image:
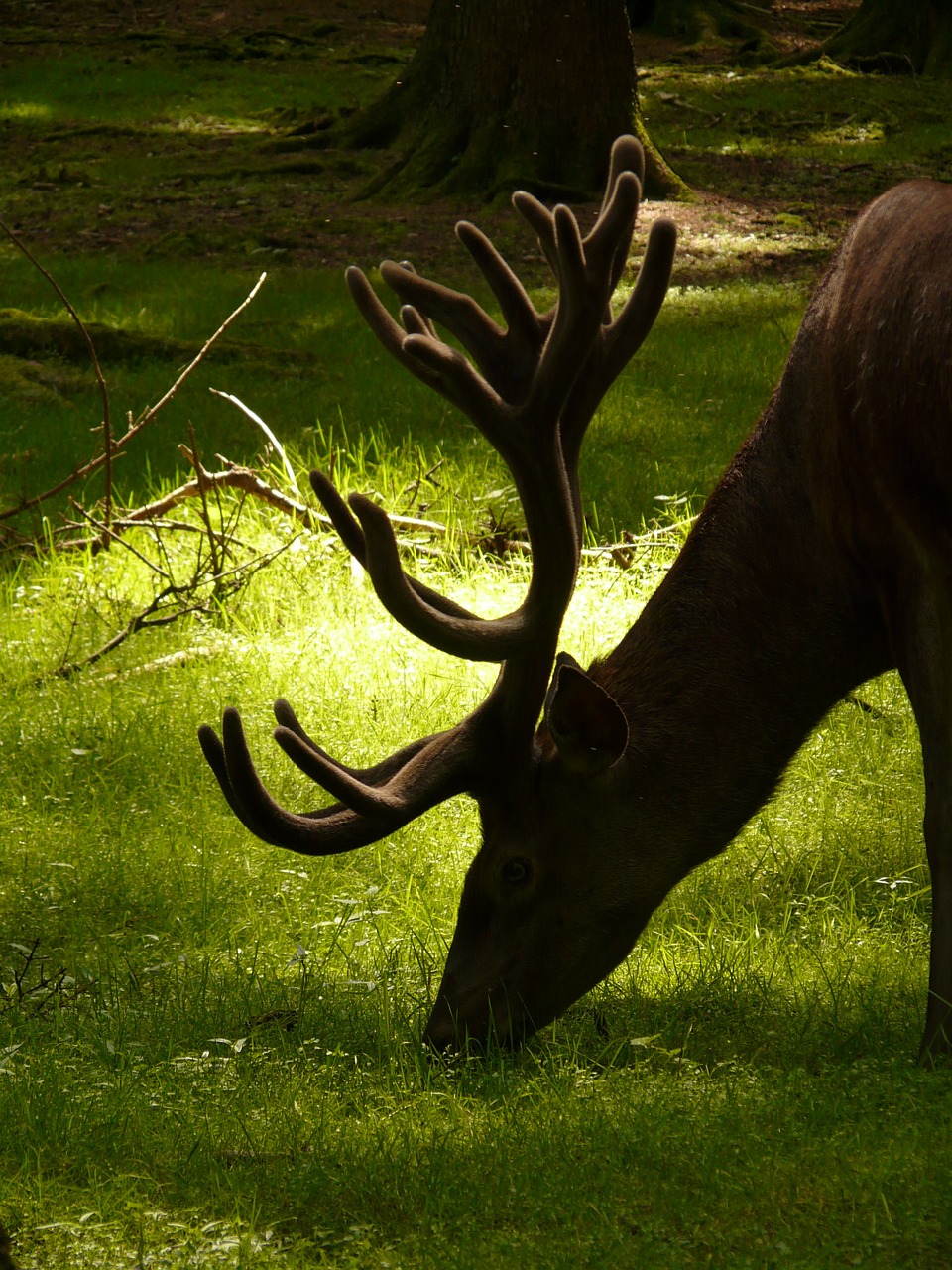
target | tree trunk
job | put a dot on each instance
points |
(914, 37)
(504, 95)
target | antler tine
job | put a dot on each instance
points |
(416, 785)
(531, 390)
(353, 538)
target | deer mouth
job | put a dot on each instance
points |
(477, 1021)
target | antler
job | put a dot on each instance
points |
(531, 388)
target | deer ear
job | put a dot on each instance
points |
(587, 724)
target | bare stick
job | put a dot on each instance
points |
(267, 431)
(135, 427)
(148, 416)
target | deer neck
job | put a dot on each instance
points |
(761, 626)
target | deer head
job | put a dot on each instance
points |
(539, 921)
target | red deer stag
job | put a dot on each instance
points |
(823, 558)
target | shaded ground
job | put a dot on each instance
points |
(168, 169)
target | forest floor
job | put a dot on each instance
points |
(206, 186)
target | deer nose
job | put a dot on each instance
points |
(439, 1034)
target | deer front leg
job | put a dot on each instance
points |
(925, 665)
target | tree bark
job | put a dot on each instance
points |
(914, 37)
(506, 95)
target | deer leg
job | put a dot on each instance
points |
(925, 666)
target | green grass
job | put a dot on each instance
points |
(208, 1048)
(742, 1092)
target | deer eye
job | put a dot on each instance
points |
(517, 873)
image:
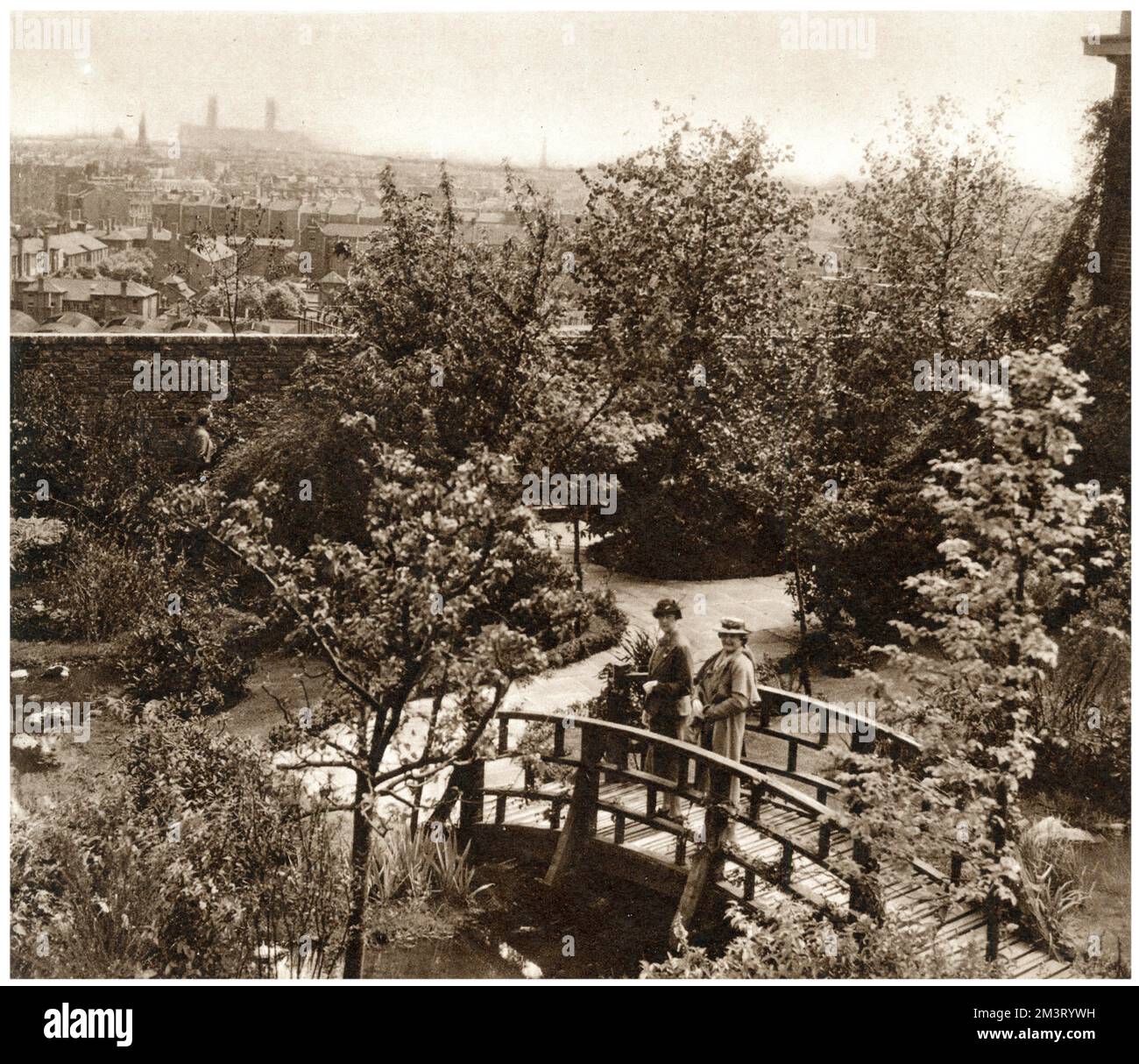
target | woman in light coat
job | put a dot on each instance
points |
(725, 692)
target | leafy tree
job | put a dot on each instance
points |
(459, 335)
(231, 255)
(414, 614)
(1014, 531)
(135, 265)
(688, 255)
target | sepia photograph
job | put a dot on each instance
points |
(570, 496)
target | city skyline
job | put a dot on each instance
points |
(481, 87)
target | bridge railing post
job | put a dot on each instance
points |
(581, 819)
(470, 798)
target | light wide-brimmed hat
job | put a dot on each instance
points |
(732, 627)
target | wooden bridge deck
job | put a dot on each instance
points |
(779, 848)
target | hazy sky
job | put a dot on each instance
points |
(490, 86)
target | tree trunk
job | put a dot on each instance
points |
(361, 851)
(577, 553)
(804, 675)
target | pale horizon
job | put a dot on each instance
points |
(478, 88)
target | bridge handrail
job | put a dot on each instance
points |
(850, 717)
(695, 753)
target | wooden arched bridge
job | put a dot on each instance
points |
(598, 814)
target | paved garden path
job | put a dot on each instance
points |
(762, 601)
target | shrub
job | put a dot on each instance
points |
(183, 661)
(793, 941)
(603, 628)
(195, 860)
(101, 585)
(33, 543)
(1051, 884)
(96, 460)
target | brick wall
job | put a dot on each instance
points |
(98, 365)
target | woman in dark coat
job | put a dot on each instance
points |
(669, 698)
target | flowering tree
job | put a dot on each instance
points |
(1014, 531)
(690, 258)
(418, 639)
▬▬▬
**PROBLEM DESCRIPTION:**
Every line should be retyped exactly, with the pictures omitted.

**WRITTEN SOLUTION:**
image:
target | tree trunk
job | put a dot on each instance
points |
(914, 37)
(504, 95)
target | antler tine
job | put a dot on each instance
points |
(416, 785)
(531, 390)
(353, 538)
target | deer mouth
job | put a dot on each instance
points |
(477, 1021)
target | antler
job | put a dot on each instance
points |
(531, 388)
target | deer ear
job | put a dot on each instance
points |
(587, 724)
target | bare stick
job | put a dot on each instance
points |
(267, 431)
(135, 427)
(148, 416)
target | deer neck
job | put a dot on each instance
points |
(761, 626)
target | deer head
job | put a dot on each instance
points |
(539, 921)
target | red deer stag
job | put a dot on each instance
points |
(823, 558)
target | shaded ground
job | put a dot on each instance
points |
(168, 169)
target | forest floor
job | put a dot on each instance
points |
(206, 186)
target | deer nose
job | put a dot on each instance
points |
(439, 1034)
target | deer front leg
job | put a dot on each instance
points |
(925, 665)
target | tree bark
job | put a dot on each instance
points |
(914, 37)
(506, 95)
target | deer leg
job | put a dot on each instance
points |
(925, 666)
target | green grass
job | put a dot on each instance
points |
(208, 1048)
(742, 1092)
target | deer eye
job | put a dot on each instance
points |
(517, 873)
image:
target | woman in light coat
job | put a dot on each instance
points |
(725, 692)
target | leafy tree
job | put a dot on each instance
points |
(459, 335)
(231, 255)
(414, 614)
(1014, 531)
(135, 265)
(688, 255)
target | sepia photograph
job | put a dot on each instance
points |
(570, 496)
target | city skyline
job | put a dot on each instance
points |
(481, 87)
target | bridge railing post
job | put a dot on each instance
points |
(581, 819)
(470, 798)
target | light wide-brimmed hat
job | put a dot on each instance
points |
(732, 627)
target | wooden bridge deck
job | put a dot on each instance
points |
(779, 848)
target | hazy sky
job | put a dot on each instance
points |
(490, 86)
target | tree trunk
job | put a dot on each instance
points |
(361, 851)
(577, 553)
(804, 675)
target | pale horizon
job | put a dot on each instance
points |
(478, 88)
target | bridge handrail
job | put a dot on each instance
points |
(850, 717)
(695, 753)
target | wooden arched bridge
job | put a dot on each instance
points |
(598, 814)
target | paved garden path
job | put a dot on each instance
points |
(762, 601)
target | shrub
job | put a dot on each instance
points |
(183, 661)
(793, 941)
(603, 628)
(195, 860)
(101, 585)
(33, 543)
(1051, 884)
(96, 460)
target | brick wall
job | put a dot on each instance
points |
(98, 365)
target | woman in dark coat
job | put a dot on each instance
points |
(669, 698)
target | flowering tree
job | put a dot on each instance
points |
(1014, 531)
(690, 258)
(418, 639)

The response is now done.